Items from a dataset

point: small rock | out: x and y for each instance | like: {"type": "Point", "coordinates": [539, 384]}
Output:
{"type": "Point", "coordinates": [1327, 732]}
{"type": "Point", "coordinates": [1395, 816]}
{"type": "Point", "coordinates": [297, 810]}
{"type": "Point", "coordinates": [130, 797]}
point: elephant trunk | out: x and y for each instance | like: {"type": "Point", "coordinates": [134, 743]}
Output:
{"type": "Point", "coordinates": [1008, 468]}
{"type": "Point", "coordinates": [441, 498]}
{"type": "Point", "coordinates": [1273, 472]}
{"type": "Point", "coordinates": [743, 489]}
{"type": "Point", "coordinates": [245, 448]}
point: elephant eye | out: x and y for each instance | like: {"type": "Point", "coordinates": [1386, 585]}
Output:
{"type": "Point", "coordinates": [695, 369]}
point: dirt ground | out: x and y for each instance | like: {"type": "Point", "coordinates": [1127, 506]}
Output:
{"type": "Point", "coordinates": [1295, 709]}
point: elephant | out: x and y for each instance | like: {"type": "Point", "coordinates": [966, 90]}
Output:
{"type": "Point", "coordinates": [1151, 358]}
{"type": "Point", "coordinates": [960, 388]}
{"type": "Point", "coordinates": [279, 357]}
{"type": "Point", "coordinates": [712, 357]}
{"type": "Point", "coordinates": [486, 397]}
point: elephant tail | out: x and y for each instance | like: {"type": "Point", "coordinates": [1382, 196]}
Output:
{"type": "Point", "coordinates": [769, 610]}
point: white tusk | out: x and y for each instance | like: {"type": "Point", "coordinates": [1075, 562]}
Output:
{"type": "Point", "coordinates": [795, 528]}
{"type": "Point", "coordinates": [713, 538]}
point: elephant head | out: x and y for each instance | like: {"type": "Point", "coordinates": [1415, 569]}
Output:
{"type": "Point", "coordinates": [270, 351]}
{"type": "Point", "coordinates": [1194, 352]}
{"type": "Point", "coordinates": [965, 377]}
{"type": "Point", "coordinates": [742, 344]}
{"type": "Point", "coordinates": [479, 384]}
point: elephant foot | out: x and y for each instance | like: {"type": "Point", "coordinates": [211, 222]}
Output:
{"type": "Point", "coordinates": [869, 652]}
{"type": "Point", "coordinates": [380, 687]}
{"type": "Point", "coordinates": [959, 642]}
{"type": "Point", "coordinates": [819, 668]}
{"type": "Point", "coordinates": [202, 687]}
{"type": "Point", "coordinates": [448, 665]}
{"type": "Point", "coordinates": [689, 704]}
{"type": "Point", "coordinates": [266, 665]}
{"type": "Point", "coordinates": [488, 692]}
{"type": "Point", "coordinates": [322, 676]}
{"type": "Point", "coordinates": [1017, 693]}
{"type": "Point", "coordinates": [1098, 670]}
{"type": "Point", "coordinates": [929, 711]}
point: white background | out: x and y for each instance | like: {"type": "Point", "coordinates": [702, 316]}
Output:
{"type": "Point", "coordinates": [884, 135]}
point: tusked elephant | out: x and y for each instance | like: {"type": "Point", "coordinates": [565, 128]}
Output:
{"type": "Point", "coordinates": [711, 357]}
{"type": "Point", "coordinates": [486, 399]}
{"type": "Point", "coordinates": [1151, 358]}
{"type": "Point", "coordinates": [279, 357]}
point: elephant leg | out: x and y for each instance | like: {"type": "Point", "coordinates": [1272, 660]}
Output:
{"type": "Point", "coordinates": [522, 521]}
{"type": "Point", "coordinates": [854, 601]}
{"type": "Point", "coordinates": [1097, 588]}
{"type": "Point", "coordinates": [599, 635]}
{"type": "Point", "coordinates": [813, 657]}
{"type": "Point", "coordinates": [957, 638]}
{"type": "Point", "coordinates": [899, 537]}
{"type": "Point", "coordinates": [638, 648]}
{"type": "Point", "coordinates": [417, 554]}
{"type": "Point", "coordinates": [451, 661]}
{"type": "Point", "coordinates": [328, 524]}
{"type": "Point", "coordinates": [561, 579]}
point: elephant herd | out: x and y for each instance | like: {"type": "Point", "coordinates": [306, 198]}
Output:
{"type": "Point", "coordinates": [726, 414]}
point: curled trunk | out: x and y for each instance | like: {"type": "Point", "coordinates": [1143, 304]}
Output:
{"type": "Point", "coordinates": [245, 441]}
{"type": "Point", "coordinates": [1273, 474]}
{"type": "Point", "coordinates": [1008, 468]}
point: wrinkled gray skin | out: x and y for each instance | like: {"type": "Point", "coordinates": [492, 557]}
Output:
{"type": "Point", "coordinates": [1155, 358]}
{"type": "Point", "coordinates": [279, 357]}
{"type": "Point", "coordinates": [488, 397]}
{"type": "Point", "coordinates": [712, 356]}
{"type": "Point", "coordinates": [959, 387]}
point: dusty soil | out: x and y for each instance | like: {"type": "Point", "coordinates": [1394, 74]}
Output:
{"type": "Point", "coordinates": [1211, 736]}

Work order = Looking at the data above, write out exactly the lines that start at the one containing "point: elephant herd" and end at the one containing "point: curled trunk"; include both and nothing beyond.

Task result =
point: elephant herd | out: x and y for each instance | like: {"type": "Point", "coordinates": [306, 198]}
Output:
{"type": "Point", "coordinates": [726, 414]}
point: curled trunk | out: x and y for each instance | like: {"type": "Point", "coordinates": [1143, 304]}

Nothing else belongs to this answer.